**ACTION ITEM**
Word for word, restate all of the records.

START INFORMATION GIVEN

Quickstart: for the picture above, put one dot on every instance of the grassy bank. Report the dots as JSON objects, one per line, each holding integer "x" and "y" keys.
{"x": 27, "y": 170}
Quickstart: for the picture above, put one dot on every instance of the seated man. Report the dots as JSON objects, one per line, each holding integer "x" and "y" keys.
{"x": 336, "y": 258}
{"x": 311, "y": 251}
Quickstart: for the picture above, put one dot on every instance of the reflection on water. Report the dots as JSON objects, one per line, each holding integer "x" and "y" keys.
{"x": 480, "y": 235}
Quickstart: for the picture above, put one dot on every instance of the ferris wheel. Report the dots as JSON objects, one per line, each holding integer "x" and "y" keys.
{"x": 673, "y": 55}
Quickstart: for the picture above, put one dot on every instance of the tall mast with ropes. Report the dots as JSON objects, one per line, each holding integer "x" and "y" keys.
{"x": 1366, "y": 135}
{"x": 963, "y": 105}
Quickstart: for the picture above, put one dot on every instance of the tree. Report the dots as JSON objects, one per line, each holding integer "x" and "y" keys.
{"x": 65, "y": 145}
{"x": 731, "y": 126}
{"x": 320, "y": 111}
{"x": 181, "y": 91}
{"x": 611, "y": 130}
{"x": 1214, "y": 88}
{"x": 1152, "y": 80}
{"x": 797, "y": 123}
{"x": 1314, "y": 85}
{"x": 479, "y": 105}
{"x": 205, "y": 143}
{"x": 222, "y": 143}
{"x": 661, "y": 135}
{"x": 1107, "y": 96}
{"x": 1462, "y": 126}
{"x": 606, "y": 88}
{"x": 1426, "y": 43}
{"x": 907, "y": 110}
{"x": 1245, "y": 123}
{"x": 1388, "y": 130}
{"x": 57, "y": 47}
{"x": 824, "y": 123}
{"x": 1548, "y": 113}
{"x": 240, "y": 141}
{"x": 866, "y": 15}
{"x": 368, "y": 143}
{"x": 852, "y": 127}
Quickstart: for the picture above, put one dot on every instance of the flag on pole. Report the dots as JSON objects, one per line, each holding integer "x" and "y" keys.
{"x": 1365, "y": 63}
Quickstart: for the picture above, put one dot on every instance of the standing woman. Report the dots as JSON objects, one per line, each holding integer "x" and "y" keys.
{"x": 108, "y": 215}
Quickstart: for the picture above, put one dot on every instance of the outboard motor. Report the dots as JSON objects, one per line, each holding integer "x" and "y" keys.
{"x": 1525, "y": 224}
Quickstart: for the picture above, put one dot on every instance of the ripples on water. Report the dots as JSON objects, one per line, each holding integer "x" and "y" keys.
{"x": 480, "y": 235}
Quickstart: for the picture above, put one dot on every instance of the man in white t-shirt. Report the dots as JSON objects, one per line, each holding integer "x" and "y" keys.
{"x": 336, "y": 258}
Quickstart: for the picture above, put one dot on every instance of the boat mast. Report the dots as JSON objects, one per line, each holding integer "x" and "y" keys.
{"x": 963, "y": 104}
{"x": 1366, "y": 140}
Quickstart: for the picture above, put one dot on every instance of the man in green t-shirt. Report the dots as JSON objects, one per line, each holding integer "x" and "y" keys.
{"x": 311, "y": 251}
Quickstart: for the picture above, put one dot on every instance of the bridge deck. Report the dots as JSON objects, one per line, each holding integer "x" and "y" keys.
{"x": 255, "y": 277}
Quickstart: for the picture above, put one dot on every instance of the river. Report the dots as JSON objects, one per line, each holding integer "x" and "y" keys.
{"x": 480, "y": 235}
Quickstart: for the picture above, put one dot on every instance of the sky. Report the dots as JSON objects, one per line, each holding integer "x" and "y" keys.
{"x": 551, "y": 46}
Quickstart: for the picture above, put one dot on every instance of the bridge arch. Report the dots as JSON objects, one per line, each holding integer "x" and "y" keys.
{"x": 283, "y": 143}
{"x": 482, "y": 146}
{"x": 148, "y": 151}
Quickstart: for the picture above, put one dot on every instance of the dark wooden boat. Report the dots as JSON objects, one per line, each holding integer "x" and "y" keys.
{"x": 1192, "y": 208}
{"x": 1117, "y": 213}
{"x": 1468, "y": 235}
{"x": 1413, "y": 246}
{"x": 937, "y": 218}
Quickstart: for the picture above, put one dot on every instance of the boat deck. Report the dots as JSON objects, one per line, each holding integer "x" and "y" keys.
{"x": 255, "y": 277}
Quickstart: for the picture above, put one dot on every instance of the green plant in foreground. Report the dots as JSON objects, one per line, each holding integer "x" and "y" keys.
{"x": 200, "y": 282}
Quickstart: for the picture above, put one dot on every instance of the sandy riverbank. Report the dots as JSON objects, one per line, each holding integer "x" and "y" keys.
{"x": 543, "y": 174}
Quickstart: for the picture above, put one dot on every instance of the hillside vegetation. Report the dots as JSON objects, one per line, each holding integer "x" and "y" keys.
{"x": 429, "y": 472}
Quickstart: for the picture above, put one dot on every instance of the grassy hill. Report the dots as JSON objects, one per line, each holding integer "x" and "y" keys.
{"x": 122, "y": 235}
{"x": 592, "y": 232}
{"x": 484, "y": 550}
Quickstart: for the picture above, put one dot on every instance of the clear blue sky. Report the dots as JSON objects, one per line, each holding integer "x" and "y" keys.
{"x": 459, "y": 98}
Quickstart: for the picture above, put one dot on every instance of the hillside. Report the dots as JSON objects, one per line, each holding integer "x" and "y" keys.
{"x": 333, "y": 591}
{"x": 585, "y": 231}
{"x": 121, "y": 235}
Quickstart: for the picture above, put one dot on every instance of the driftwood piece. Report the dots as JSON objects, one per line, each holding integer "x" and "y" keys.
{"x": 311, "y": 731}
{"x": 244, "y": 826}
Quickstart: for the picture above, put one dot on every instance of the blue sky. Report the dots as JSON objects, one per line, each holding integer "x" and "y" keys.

END INFORMATION GIVEN

**RESPONSE AREA**
Quickstart: for the picture above, put one dot on every instance of the grassy bank. Report the dots as JSON objects, one per line, each holding integer "x" and "y" keys.
{"x": 27, "y": 170}
Quickstart: for the picture above, put one dot on every instance of the seated man. Report the dots as JSON objects, one per line, each holding integer "x" and "y" keys.
{"x": 336, "y": 258}
{"x": 311, "y": 251}
Quickstart: for the picture above, put one dot on every instance of the reflection on water. Report the dots as JSON objects, one per line, each holding integer "x" and "y" keys.
{"x": 480, "y": 235}
Quickstart: for the picture above, put one dot on every instance of the ferris wheel. Report the dots as JSON objects, one per line, each holding integer "x" and "y" keys.
{"x": 673, "y": 55}
Quickstart: for the picture above, put one dot on every instance of the tall mast with ropes. Report the dots as JSON objects, one per line, each holding integer "x" and "y" keys.
{"x": 1366, "y": 135}
{"x": 963, "y": 105}
Quickstart: for the picture above, put one dot on every instance of the tree. Report the dots as JSON objects, one per line, each holding integer "x" and "y" keys.
{"x": 65, "y": 145}
{"x": 731, "y": 126}
{"x": 320, "y": 111}
{"x": 181, "y": 91}
{"x": 611, "y": 130}
{"x": 1214, "y": 88}
{"x": 1152, "y": 80}
{"x": 797, "y": 123}
{"x": 1314, "y": 85}
{"x": 479, "y": 105}
{"x": 205, "y": 143}
{"x": 222, "y": 143}
{"x": 661, "y": 135}
{"x": 1107, "y": 96}
{"x": 1462, "y": 126}
{"x": 606, "y": 88}
{"x": 1426, "y": 43}
{"x": 907, "y": 110}
{"x": 1245, "y": 123}
{"x": 1388, "y": 130}
{"x": 57, "y": 47}
{"x": 824, "y": 123}
{"x": 1548, "y": 113}
{"x": 240, "y": 141}
{"x": 866, "y": 15}
{"x": 368, "y": 143}
{"x": 852, "y": 127}
Quickstart: for the picture above, put one dot on every instance of the flag on pole. Report the dots as JSON objects, one per line, each holding integer "x" and "y" keys.
{"x": 1365, "y": 63}
Quickstart: for the picture above, put one dot on every instance of the standing woman. Report the dots as JSON objects, one per line, each holding integer "x" and "y" keys.
{"x": 108, "y": 215}
Quickstart: for the picture above, put one dot on every instance of the outboard motor. Report the dots as JSON objects, one per line, each holding integer "x" and "y" keys.
{"x": 1525, "y": 224}
Quickstart: for the picture above, put one dot on every instance of the ripples on water. Report the dots as JSON objects, one per line, each holding integer "x" and "y" keys.
{"x": 480, "y": 235}
Quickstart: for the picture above, put one dot on every instance of the man in white t-shirt. Report the dots as JSON objects, one per line, each holding integer "x" and "y" keys.
{"x": 336, "y": 258}
Quickstart: for the picture above, put one dot on every instance of the boat mast. Report the dots as JSON objects, one per line, each holding integer "x" and "y" keys.
{"x": 963, "y": 104}
{"x": 1366, "y": 140}
Quickstart: for the picture above, put one dot on every instance of the man in green t-shirt. Report the dots as JSON objects, one per line, each holding integer "x" and "y" keys.
{"x": 311, "y": 251}
Quickstart: for the picture above, put one dot on every instance of the bridge deck. Report the dots as JSON objects, one per line, each holding integer "x" and "y" keys.
{"x": 255, "y": 277}
Quickstart: for the picture above, put one dot on every instance of the river. Report the dots as JSON objects, one per line, each holding integer "x" and "y" keys.
{"x": 480, "y": 235}
Quickstart: for the picture above, put one dot on every instance of the sky. Report the dots as JSON objects, one per line, each holding integer "x" and "y" keys.
{"x": 551, "y": 46}
Quickstart: for the picture above, put one dot on every instance of the bridge arch. Report the dots as JSON objects, one per line, each holding integer "x" and "y" keys.
{"x": 283, "y": 143}
{"x": 482, "y": 146}
{"x": 148, "y": 151}
Quickstart: for the picture above, put one dot on every instance of the dark wooden boat. Report the dots as JSON objects, one per line, each holding integer "x" and "y" keys.
{"x": 1192, "y": 208}
{"x": 1117, "y": 213}
{"x": 1468, "y": 235}
{"x": 1413, "y": 246}
{"x": 937, "y": 218}
Quickstart: for the picture above, put one dot on every instance of the boat deck. Report the dots as JSON objects, one per line, each holding integer "x" and "y" keys.
{"x": 255, "y": 277}
Quickstart: for the picture above, put one dot on every instance of the green plant in foreground. Report the dots as JSON objects, one per line, each holding integer "x" and "y" keys.
{"x": 200, "y": 282}
Quickstart: for the picture above, put one dot on every instance of the sandy riverbank. Report the dots as JSON objects, one per line, each holding integer "x" and "y" keys.
{"x": 543, "y": 174}
Quickstart: for the picture above, put one dot on every instance of the hillside vegetation. Report the dots as JSON objects, one per line, each holding integer "x" and "y" keys.
{"x": 429, "y": 472}
Quickstart: for the picture above, put one dot on every instance of the grassy hill. Report the dots as JSON objects, one per line, each holding integer "x" and "y" keys.
{"x": 122, "y": 235}
{"x": 592, "y": 232}
{"x": 484, "y": 550}
Quickstart: for the picture above, put one dot on every instance of the clear blue sky. Report the dots as JSON objects, one per line, each holding integer "x" and "y" keys.
{"x": 459, "y": 98}
Quickstart: for the picture above, put one dot on every instance of the hillside. Report the dots as JSON objects, one per line, each holding integer "x" and "y" keys.
{"x": 333, "y": 591}
{"x": 585, "y": 231}
{"x": 121, "y": 235}
Quickstart: for the picture above, put one dot on every instance of the driftwood piece. Report the dots as JSON objects, one per line, each holding integer "x" and "y" keys.
{"x": 311, "y": 731}
{"x": 244, "y": 826}
Quickstart: for the picture above, put one dot on every instance of the blue sky. Report the dots as JSON objects, one per line, each holding integer "x" and "y" keys.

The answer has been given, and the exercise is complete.